ASSIGNMENT 1 >> According to the piece on court secrecy orders, on how many settlements about Zyprexa's harmful side-effects did Eli Lilly have secrecy orders?
ASSIGNMENT 2 >> Using the piece on court secrecy orders, explain why it says the crashes involving the defective tires could have been prevented.

SELECTED EXCERPT >>

The Bridgestone/Firestone tire company had been placing defective tires on cars for years.  It wasn’t just a bad batch.  There were quite a few models that were falling apart after a few thousand miles had been put on them.  There had been multiple lawsuits over these tires that were settled and settled quietly before a Houston public television station broke the story.  In those intervening years between the tires being manufactured and the story being made public, there were hundreds of crashes, some of which ended in fatalities.

These car accidents could have been prevented had it not been for the secrecy clauses in all of the Bridgestone/Firestone settlements.  Had the plaintiffs not been given the choice to either shut up or go bankrupt, the bad publicity would have certainly forced Bridgestone/Firestone to recall all of those tires and re-think their operating methods.  But “omerta” was imposed, and it was business as usual.

The tire company wasn’t the only company protected by secrecy orders.  Pharmaceutical companies issue secrecy orders on settlements as a matter of routine.  Eli Lilly had secrecy orders on over 8,000 settlements regarding harmful side-effects of the drug Zyprexa.  The only reason the case became public was because somebody leaked to the New York Times.  But because none of the victims were able to talk about it, people bought $4.2 billion dollars worth of a drug that was essentially harmful in the interim.

The purpose of the Sunshine in Litigation Act is not to get rid of secrecy orders.  The point is to allow a judge to determine whether or not a proposed secrecy order is being invoked for valid reasons.  As far as we are concerned, “C.Y.A.” is not a valid reason.  Nor is “Business as Usual” when people are getting hurt.

Variations of this bill have been introduced for years now, and every year the legislation gets torpedoed by the same groups. The Chamber of Commerce, Lawyers for Civil Justice, the Federation of Defense and Corporate Counsel and practically every other heavyweight tort “reform” organization goes crazy at even the mention of secrecy reform.  Their main argument is that they are concerned about “revealing trade secrets to a competitor,”  but we find it hard to believe that any competitor would want the secret formula to a product that causes injuries.

As easy as it is to become cynical about politics these days, we do believe that contacting your representatives in Congress does have an effect on how they view legislation.  We believe that letting your Congressman or Senator know how you feel about the Sunshine in Litigation Act would be helpful in moving it along.

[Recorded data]
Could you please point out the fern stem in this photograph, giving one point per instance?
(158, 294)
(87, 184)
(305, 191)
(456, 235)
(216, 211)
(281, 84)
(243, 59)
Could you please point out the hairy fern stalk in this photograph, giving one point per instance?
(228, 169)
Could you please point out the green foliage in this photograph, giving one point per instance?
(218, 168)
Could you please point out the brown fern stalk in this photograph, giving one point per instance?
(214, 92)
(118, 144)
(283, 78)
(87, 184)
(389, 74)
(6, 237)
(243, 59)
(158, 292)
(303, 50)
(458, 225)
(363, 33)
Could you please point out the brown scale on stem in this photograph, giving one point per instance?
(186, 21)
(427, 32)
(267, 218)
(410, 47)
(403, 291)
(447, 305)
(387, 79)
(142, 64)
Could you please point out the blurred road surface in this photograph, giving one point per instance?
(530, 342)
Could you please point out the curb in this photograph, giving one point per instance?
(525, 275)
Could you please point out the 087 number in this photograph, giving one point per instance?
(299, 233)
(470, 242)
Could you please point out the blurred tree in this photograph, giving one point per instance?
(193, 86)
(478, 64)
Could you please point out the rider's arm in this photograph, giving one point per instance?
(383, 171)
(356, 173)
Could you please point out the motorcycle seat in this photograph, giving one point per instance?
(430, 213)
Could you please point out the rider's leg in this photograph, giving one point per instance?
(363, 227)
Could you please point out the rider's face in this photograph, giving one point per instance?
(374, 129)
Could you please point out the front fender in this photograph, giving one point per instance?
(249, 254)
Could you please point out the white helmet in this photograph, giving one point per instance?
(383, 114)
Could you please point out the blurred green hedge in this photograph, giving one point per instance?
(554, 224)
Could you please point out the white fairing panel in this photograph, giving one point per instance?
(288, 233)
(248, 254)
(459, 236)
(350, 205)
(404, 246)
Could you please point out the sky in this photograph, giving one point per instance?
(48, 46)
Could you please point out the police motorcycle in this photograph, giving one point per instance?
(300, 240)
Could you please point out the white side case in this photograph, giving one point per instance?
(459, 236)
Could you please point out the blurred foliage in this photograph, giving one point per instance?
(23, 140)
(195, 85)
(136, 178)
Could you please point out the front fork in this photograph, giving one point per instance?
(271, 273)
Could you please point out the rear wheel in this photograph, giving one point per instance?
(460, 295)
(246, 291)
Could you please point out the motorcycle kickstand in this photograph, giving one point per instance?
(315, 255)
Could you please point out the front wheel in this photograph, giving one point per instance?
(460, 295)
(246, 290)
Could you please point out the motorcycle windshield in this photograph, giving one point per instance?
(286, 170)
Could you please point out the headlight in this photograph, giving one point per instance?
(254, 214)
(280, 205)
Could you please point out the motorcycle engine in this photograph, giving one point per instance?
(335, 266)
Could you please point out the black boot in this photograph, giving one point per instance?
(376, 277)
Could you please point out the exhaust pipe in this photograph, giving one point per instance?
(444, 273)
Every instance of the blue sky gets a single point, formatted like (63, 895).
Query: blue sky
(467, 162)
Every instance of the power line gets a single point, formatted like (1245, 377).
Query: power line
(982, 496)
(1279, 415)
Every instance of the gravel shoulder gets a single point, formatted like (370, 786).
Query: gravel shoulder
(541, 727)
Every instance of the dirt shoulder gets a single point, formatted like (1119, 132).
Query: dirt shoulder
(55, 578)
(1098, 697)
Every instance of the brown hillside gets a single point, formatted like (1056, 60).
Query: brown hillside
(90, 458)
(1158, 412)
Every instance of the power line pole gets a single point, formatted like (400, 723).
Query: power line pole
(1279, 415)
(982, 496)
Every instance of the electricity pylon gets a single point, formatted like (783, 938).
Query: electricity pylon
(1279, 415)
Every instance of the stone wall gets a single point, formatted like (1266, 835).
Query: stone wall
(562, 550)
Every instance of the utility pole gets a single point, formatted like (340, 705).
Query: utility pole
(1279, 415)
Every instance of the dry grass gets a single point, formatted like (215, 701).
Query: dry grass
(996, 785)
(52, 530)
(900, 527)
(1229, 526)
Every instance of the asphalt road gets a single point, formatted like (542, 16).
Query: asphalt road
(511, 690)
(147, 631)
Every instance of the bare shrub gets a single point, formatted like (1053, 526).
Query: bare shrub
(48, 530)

YOUR SOLUTION 1 >> Over 8,000 settlements.

YOUR SOLUTION 2 >> The Bridgestone/Firestone settlements all had secrecy clauses, so the plaintiffs had to stay quiet or go bankrupt. Without that secrecy, the bad publicity would have forced the company to recall the tires and rethink its operating methods.